What to produce »
Determine how many lines of the listing below hold the string "tree", then state that number alone.
***
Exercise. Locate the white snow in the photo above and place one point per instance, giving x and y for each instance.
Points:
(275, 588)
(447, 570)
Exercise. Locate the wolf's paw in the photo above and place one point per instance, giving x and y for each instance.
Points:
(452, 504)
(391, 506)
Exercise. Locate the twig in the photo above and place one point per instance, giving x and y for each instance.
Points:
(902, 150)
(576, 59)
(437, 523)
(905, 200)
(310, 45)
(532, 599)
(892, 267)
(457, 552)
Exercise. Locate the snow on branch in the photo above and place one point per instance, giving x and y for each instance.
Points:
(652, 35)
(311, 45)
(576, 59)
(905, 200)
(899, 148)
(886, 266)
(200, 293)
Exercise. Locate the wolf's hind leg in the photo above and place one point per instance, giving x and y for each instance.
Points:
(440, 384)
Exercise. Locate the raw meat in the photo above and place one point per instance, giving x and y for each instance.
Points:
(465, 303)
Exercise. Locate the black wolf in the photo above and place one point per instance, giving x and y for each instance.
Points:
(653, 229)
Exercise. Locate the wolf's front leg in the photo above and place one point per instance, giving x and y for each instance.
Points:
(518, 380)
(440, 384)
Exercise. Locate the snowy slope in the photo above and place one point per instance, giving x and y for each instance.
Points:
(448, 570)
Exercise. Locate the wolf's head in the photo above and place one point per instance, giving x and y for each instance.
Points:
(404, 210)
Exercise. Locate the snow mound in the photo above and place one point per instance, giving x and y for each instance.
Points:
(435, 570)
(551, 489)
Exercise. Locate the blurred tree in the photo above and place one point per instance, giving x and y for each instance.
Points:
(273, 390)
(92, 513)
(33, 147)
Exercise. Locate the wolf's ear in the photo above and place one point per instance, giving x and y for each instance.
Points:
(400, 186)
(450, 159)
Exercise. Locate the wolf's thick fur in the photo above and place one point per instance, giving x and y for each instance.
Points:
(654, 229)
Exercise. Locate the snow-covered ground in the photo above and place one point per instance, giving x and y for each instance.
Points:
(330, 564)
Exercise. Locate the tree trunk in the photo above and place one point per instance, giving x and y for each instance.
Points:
***
Answer space »
2